- Excerpt provided:
######

Overload of operator[]

[Adrian]

I was trying to create a "readonly" operator[] in public scope and a
"write" operator[] in private scope of the class. But the compiler
seem intent on trying to use the private version.

Am I expecting to much from the compiler or is it not possible for it
to resolve the correct version of the function.

TIA

Adrian

dluadrianc:/home/adrianc> g++ -Wall -ansi -pedantic scope.cc
scope.cc: In function 'int main(int, char**)':
scope.cc:17: error: 'int& Container:perator[](size_t)' is private
scope.cc:31: error: within this context

#include <iostream>
#include <vector>

class Container : private std::vector<int>
{
public:
const int &operator[](size_t i) const
{
return (this->operator[](i));
}
using std::vector<int>::resize;
void set(size_t t, int i)
{
this->operator[](t)=i;
}
private:
int &operator[](size_t i)
{
return this->operator[](i);
}
};

int main(int argc, char *argv[])
{
Container a;

a.resize(10);
a.set(3,3);

std::cout << "Read test\n";
if(a[2]==3)
{
std::cout << "Its 3\n";
}
else
{
std::cout << "Its not 3\n";
}

return 0;
}

 

[Victor Bazarov]

I was trying to create a "readonly" operator[] in public scope and a
"write" operator[] in private scope of the class. But the compiler
seem intent on trying to use the private version.

######

- Source data:
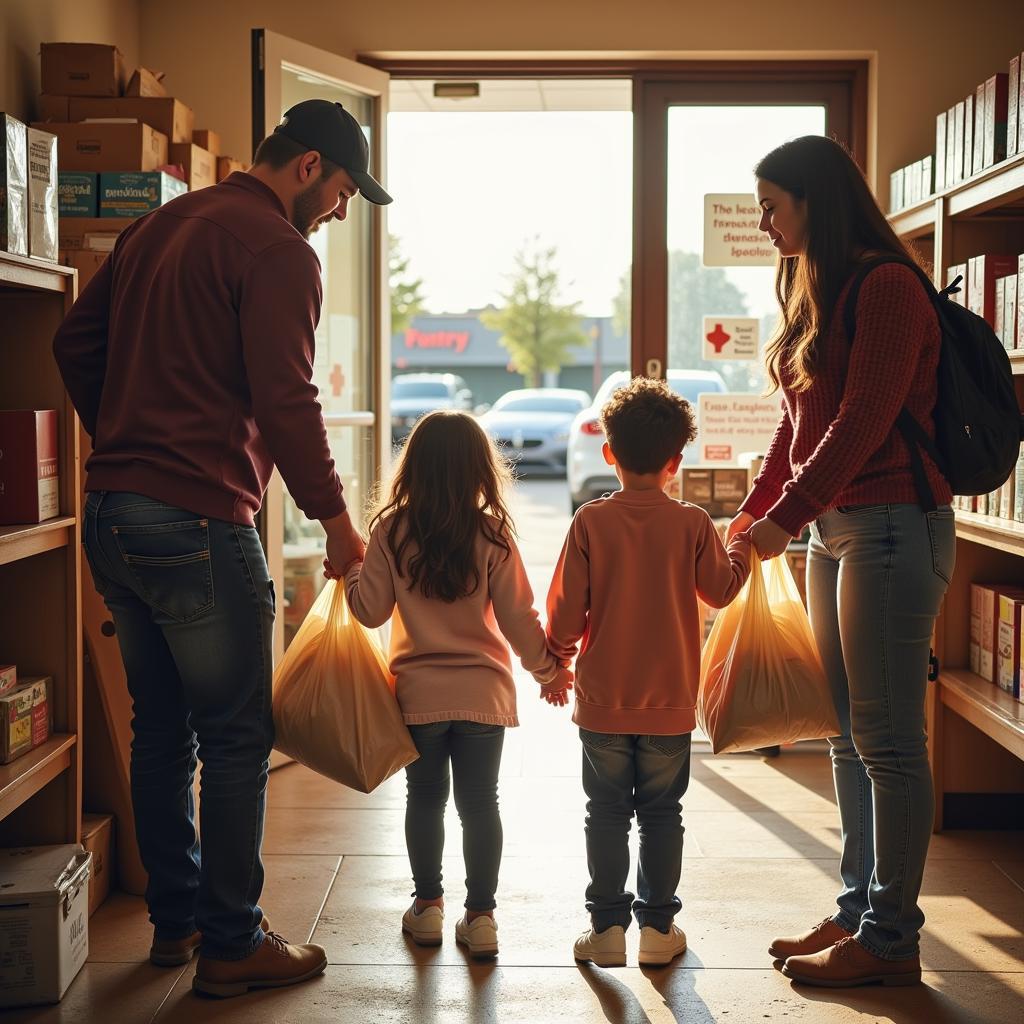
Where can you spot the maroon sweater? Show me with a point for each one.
(189, 357)
(837, 442)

######

- What is asked:
1 > Using the thread on overloading operator[], decide whether each statement agrees with it: (a) the public operator[] returns a const int reference; (b) the code was compiled with g++ using the -Wall option; (c) Container inherits publicly from std::vector<int>. Answer each with yes or no and quote the words that decide it.
2 > Reproduce from the thread on overloading operator[] the stretch from "class Container : private" through "set(size_t t, int i)".

- Expected outputs:
1 >
(a) Yes: "const int &operator[](size_t i) const"
(b) Yes: "g++ -Wall -ansi -pedantic scope.cc"
(c) No: "class Container : private std::vector<int>"

2 >
class Container : private std::vector<int>
{
public:
const int &operator[](size_t i) const
{
return (this->operator[](i));
}
using std::vector<int>::resize;
void set(size_t t, int i)